**QUOTED TEXT:**
• • • •

Has British film got its mojo back?
New York Film Festival Lovers Rock Cert TBC, 68 min ★★★★★
Dir Steve Mcqueen
Starring Amarah-jae St Aubyn, Micheal Ward, Shaniqua Okwok, Francis Lovehall, Kedar Williamsstirling, Kadeem Ramsay, Ellis George, Alexander James-blake, Frankie Fox
Film, at its best, is a form of public transport – “a shuttle service between different places and times”, as John Berger once wrote. The new feature from Steve Mcqueen, the British director of Widows and 12 Years a Slave, is a Concorde-level case in point. Lovers Rock, which premiered last night at the New York Film Festival, is, on the face of things, a romantic chamber piece set at a house party thrown by some West Indian Londoners in 1980. Yet thanks to both its mesmerising cast and Mcqueen’s flawless command of atmosphere, it pulls off what I can only describe as a kind of cinematic ju-jitsu – heaving you back to that precise moment in history, then lifting your soul out of your skin in one seamless move.

• • • •

**GIVEN ENTRIES:**
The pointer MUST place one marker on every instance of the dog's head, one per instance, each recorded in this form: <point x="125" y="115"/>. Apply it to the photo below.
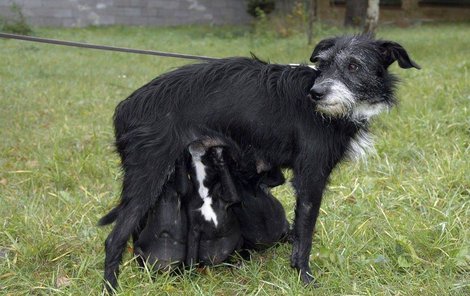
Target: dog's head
<point x="353" y="79"/>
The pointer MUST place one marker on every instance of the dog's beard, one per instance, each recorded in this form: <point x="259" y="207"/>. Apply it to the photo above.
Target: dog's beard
<point x="341" y="103"/>
<point x="338" y="102"/>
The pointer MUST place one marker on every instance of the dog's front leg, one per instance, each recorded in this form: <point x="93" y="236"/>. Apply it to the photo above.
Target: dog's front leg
<point x="309" y="185"/>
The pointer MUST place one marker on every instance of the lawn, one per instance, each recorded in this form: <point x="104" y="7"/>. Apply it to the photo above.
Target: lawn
<point x="395" y="224"/>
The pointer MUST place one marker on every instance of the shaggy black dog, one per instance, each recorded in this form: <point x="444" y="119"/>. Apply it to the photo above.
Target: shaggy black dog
<point x="296" y="117"/>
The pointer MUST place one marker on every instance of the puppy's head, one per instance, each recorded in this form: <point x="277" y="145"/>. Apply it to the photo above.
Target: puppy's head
<point x="353" y="79"/>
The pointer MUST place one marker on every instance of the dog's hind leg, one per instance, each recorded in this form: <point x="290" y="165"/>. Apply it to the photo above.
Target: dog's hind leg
<point x="116" y="242"/>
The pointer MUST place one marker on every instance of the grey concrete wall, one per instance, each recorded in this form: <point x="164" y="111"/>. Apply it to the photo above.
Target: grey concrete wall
<point x="79" y="13"/>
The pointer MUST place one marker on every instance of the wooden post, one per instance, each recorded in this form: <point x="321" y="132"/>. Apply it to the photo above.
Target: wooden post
<point x="372" y="16"/>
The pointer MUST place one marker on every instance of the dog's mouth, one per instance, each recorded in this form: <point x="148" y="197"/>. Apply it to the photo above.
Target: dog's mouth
<point x="334" y="109"/>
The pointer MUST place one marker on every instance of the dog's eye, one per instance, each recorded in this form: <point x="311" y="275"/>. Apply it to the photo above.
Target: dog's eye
<point x="353" y="67"/>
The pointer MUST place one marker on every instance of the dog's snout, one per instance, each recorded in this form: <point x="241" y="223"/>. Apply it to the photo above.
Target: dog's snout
<point x="318" y="92"/>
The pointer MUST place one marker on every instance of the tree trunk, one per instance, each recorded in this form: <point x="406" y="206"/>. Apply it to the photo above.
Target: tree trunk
<point x="312" y="13"/>
<point x="355" y="13"/>
<point x="372" y="16"/>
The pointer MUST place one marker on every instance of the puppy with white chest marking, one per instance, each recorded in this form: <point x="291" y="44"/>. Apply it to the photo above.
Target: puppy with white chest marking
<point x="213" y="232"/>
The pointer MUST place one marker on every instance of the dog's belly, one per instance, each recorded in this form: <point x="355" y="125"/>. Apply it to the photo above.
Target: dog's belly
<point x="217" y="250"/>
<point x="270" y="138"/>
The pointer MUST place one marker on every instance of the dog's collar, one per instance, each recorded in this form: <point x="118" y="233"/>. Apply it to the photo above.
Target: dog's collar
<point x="305" y="65"/>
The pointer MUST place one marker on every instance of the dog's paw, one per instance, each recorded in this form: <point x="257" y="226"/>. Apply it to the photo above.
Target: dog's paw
<point x="307" y="277"/>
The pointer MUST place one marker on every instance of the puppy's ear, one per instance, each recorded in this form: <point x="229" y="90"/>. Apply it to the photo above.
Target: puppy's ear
<point x="392" y="51"/>
<point x="322" y="46"/>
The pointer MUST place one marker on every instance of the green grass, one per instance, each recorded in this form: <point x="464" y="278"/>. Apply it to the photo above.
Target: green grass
<point x="397" y="224"/>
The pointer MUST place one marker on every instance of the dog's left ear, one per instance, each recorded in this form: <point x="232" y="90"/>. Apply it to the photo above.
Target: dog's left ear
<point x="322" y="46"/>
<point x="392" y="51"/>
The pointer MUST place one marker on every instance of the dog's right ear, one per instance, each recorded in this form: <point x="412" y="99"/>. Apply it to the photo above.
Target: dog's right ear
<point x="392" y="51"/>
<point x="322" y="46"/>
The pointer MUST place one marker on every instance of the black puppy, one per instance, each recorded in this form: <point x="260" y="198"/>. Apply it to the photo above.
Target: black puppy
<point x="213" y="232"/>
<point x="261" y="216"/>
<point x="296" y="117"/>
<point x="160" y="239"/>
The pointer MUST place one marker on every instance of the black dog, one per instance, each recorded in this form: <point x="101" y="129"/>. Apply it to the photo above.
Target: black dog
<point x="213" y="232"/>
<point x="294" y="117"/>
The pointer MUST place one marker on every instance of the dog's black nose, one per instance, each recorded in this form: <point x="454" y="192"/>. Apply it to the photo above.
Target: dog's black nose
<point x="318" y="92"/>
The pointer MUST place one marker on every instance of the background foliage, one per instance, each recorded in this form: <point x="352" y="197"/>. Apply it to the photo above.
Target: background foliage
<point x="396" y="224"/>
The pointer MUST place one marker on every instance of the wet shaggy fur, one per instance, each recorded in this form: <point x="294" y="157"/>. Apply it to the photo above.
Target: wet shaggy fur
<point x="265" y="107"/>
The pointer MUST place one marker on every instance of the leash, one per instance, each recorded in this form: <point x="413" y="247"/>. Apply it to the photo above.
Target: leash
<point x="105" y="47"/>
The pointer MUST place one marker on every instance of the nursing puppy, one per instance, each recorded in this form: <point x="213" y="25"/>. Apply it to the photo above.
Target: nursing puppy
<point x="294" y="117"/>
<point x="213" y="232"/>
<point x="160" y="239"/>
<point x="261" y="216"/>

• • • •

**THE TASK:** Reproduce the full Lovers Rock review above word for word, from its headline to its last sentence.

**EXERCISE RESPONSE:**
Has British film got its mojo back?
New York Film Festival Lovers Rock Cert TBC, 68 min ★★★★★
Dir Steve Mcqueen
Starring Amarah-jae St Aubyn, Micheal Ward, Shaniqua Okwok, Francis Lovehall, Kedar Williamsstirling, Kadeem Ramsay, Ellis George, Alexander James-blake, Frankie Fox
Film, at its best, is a form of public transport – “a shuttle service between different places and times”, as John Berger once wrote. The new feature from Steve Mcqueen, the British director of Widows and 12 Years a Slave, is a Concorde-level case in point. Lovers Rock, which premiered last night at the New York Film Festival, is, on the face of things, a romantic chamber piece set at a house party thrown by some West Indian Londoners in 1980. Yet thanks to both its mesmerising cast and Mcqueen’s flawless command of atmosphere, it pulls off what I can only describe as a kind of cinematic ju-jitsu – heaving you back to that precise moment in history, then lifting your soul out of your skin in one seamless move.